**SELECTED EXCERPT:**
[Start of section]
After she changed platoons in 2011, McWilliam experienced sexually harassing comments from “senior male officers who had control over her career and promotions.” She put in an official complaint about the staff sergeant who was harassing her to the Special Investigations Unit (SIU), even though her Superintendent advised her to refrain from filing it. McWilliam told WNN that she found the SIU investigation to be “negligent,” and in 2015 she was notified that the investigation was not going to lead to any charges. A year earlier in 2014, a psychologist told her she was displaying symptoms of Post-Traumatic Stress Syndrome. In 2016, McWilliam submitted a complaint to the Human Rights Tribunal, which was adjudicated in June of 2020. Over the four years, McWilliam received more harassment and bullying and became so injured from her treatment and enduring the legal process “that she was granted disability” and could not return to work. Now, McWilliam is serving as a beacon for change with her business Braveinspiresbrave.com. Read her Whistleblower of the Week profile here.

Sherron Watkins 

One of the more well-known women whistleblowers, Watkins blew the whistle on the Enron financial scandal. She became an auditor for Arthur Anderson in 1982, math having been her strong suit growing up. Watkins was hired at Enron, an energy company, in 1993. She noticed “seeds of fraud at Enron” in late 1996, according to her WNN profile. Soon, she became the company’s Vice President.
[End of section]
**SUPPLIED DATA:**
[Start of section]
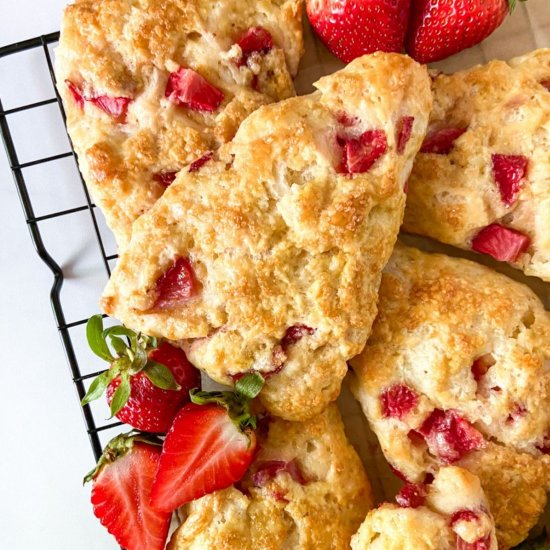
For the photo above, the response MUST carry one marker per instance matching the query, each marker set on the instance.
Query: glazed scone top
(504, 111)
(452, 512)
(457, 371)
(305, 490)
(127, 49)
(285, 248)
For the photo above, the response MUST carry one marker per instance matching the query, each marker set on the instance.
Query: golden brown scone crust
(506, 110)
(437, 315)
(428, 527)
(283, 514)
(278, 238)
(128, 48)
[End of section]
[Start of section]
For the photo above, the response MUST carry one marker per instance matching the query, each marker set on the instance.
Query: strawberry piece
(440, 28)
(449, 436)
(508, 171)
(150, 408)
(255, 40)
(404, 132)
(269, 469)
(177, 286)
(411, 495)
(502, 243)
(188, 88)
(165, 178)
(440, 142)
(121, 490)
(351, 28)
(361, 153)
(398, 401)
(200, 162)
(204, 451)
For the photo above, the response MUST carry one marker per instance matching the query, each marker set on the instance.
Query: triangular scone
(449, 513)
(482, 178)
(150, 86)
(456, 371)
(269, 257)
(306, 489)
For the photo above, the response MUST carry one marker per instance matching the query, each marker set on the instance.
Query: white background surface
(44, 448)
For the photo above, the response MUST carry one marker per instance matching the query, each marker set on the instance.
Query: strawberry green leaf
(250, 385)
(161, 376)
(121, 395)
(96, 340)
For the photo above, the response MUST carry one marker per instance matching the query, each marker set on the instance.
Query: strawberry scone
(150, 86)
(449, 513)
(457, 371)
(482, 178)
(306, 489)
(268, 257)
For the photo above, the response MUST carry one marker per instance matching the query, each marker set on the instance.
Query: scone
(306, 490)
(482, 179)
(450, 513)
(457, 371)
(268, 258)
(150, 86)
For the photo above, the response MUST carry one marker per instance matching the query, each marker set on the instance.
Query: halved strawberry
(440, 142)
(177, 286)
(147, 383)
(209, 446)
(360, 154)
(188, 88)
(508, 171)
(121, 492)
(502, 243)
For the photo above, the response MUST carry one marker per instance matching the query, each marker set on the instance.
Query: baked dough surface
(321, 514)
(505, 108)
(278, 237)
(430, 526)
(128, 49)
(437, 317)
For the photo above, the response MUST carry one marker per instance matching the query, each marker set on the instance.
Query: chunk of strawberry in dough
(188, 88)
[End of section]
**YOUR INSTRUCTIONS:** According to the text on women whistleblowers, in what year was Sherron Watkins hired at Enron? The records are drawn from a separate source unrelated to the text on women whistleblowers.

**SOLUTION TO THIS PROBLEM:** 1993